- **Your task**
Update the data below by replacing "gravel ground" with "loose gravel" wherever it appears, and leave everything else unchanged.

(Saved data entries)
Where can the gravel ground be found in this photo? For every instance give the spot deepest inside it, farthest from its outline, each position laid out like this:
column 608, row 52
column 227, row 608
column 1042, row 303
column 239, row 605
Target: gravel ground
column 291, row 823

- **Answer to this exercise**
Where can the loose gravel be found in this photo? For every instance give the spot deepest inside it, farthest from its outline, each position laid out like this:
column 608, row 52
column 227, row 608
column 1042, row 303
column 239, row 605
Target: loose gravel
column 291, row 823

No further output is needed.